### DOCUMENT EXCERPT
━━━━━━━━

Liam Elvish | Student Contributor
It was announced in October that ‘Time to Change’ would sadly be drawing to a close in March 2021. After fifteen years of campaigning to improve attitudes and to change behaviours around mental health, the campaign is to be wound up due to financial constraints.
‘Time to Change’ was established in 2006 for the purposes of promoting greater discourse on psychological wellbeing and challenging a historically held stigma towards mental health issues in the UK and beyond. While it may not have endured in titular posterity, the organisation can nonetheless be immensely proud in having succeeded in its mission to widen public awareness.
Many public bodies and private corporations have adopted practices aimed at encouraging a more positive response regarding sensitivity towards individual support and mind-friendly environments within the workplace. Schools, colleges, and universities have been at the forefront of concentration, with 16-25 years olds now viewed as the most at-risk demographic, especially under the influence of social media. Mental health is now a top priority of the social and political agenda and, while there is still much work to be done, significant progress has been made in tackling prejudice and ensuring that, within the NHS, it is granted the same status as physical health.
In seeking to establish a nationwide engagement with mental health, ‘Time to Change’ has furthered the cause of many other institutions with similar intentions, and there is solace in the knowledge that the dedication and commitment of members and fundraisers have consistently maintained a collaborative approach. While it is a huge disappointment that the ‘Time to Change’ campaign has been unable to secure further funding, it is reassuring that its charity partners, Mind and Rethink Mental Illness, will continue to fight for better mental health support nationally.
It is essential that we continue to talk about mental health, particularly in the wake of the Coronavirus situation. According to Paul Farmer, CEO of Mind, more people in Britain have experienced a mental crisis throughout the pandemic than at any time on record, the charity having recorded twice the usual number of calls since the beginning of the first lockdown. The Department of Health and Social Care have emphasised that it is ‘an absolute priority’, with the government confirming an investment of £2.3 billion for mental health by 2024.
The deterioration of wellbeing is a major concern, particularly regarding those who live alone, the elderly, and vulnerable. A second lockdown in the late Autumn-Winter period has inevitably been much harder than the first during the Spring months; the evenings draw in earlier, the temperature drops, and social interaction generally decreases.
It is essential that the central message of ‘Time to Change’ remains an integral part of the public consciousness and continues to be heard well into 2021 and beyond.

━━━━━━━━

Referring expression data
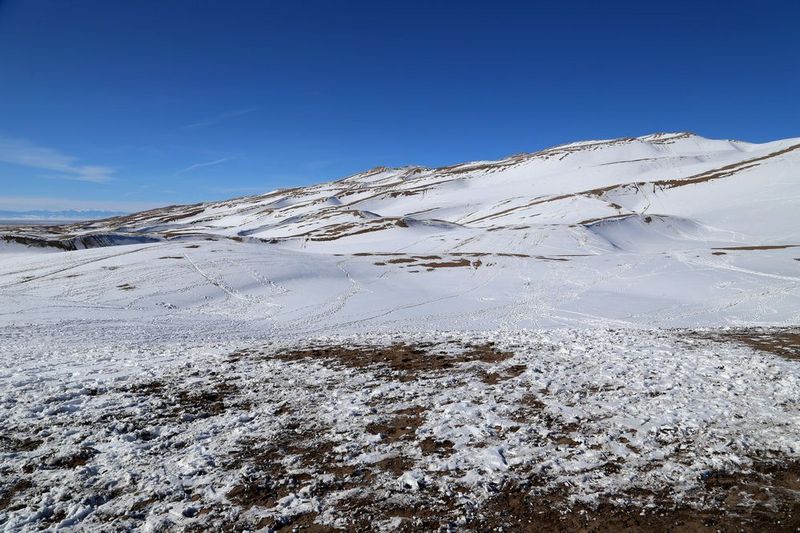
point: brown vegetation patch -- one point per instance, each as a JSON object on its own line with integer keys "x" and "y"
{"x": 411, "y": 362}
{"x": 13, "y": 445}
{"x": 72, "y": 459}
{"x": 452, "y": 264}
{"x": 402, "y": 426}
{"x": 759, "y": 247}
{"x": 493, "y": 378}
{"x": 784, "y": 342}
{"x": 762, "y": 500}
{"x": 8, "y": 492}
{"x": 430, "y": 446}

━━━━━━━━

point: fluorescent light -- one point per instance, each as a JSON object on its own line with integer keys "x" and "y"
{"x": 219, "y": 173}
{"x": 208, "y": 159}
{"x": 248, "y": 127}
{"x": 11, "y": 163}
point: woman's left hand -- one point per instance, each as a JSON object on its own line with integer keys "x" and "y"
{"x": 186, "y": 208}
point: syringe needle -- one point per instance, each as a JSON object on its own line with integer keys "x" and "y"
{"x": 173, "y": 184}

━━━━━━━━

### PARTS OF THE EXERCISE
1. From the Time to Change article, set down the passage between "The deterioration of" and "2021 and beyond.", inclusive.
2. Using the Time to Change article, mark each statement yes or no and quote the words that decide it: (a) The campaign was set up in 2006. (b) The campaign is closing because its charity partners pulled out. (c) The government confirmed £2.3 billion for mental health by 2024.
Rely only on the Time to Change article when working through these tasks.

### REPLIES
1.
The deterioration of wellbeing is a major concern, particularly regarding those who live alone, the elderly, and vulnerable. A second lockdown in the late Autumn-Winter period has inevitably been much harder than the first during the Spring months; the evenings draw in earlier, the temperature drops, and social interaction generally decreases.
It is essential that the central message of ‘Time to Change’ remains an integral part of the public consciousness and continues to be heard well into 2021 and beyond.

2.
(a) Yes: "‘Time to Change’ was established in 2006"
(b) No: "the campaign is to be wound up due to financial constraints"
(c) Yes: "the government confirming an investment of £2.3 billion for mental health by 2024"